Description of the task
Of all the lines below, return only those starting with the line holding "of the nose." and going on through the line holding "of the eyebrow.", exactly as written.

Exercise material
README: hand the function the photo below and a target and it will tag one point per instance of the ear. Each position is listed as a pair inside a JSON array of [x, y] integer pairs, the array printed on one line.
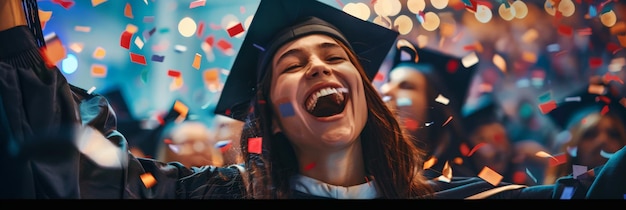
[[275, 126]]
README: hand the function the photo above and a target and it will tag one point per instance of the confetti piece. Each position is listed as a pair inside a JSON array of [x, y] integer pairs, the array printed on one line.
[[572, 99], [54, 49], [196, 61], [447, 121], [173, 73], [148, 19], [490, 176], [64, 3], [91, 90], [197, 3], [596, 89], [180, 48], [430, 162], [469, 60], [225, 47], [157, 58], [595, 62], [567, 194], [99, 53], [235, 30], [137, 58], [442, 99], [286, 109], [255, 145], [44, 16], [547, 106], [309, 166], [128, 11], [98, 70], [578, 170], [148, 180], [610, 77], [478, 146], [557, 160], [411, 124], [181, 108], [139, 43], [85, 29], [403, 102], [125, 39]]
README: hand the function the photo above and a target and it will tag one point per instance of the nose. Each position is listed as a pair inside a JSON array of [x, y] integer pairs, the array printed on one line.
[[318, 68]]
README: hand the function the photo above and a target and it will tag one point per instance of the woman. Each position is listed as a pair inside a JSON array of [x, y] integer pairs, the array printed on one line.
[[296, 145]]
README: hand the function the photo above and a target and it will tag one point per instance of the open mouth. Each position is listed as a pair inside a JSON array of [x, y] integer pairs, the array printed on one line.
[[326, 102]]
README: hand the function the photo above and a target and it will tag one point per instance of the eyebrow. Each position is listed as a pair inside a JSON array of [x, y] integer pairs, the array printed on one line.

---

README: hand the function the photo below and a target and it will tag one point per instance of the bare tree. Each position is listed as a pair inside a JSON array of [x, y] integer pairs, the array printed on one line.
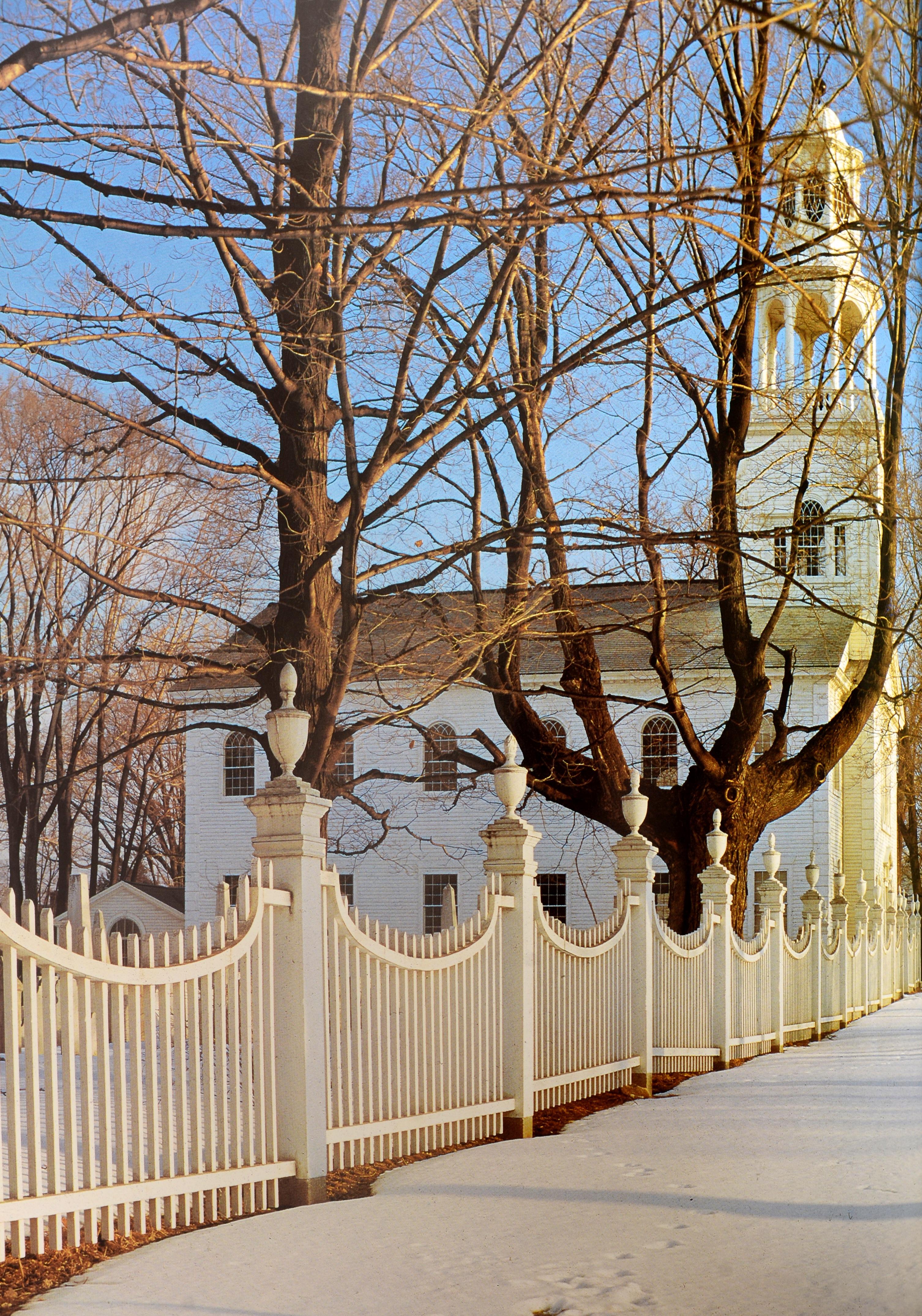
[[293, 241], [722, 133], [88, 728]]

Exercise result
README: hand the function the photo above and a target and it will tag one point per instance of the nose. Each position is listed as a pair inside a JSON array of [x, y] integer pairs, the array printed on one line.
[[318, 68]]
README: hand the function the photo above and a target and it will tag one point per instance of the woman. Each position is listed as a pair inside a JSON array of [x, y] integer pairs, the array printed on one line.
[[296, 145]]
README: hand the function the photo above and a target and it will tag one point per instance of the open mouth. Each position is listed as a pair inside a JSON array of [x, y] integer pairs, the array printed on one line.
[[326, 102]]
README: hand the function the photo above and a target and it will tag one point per instance of the eyebrow. Each position is listed as a pair inside a JSON array of [x, y] integer pairs, the array printed on one line.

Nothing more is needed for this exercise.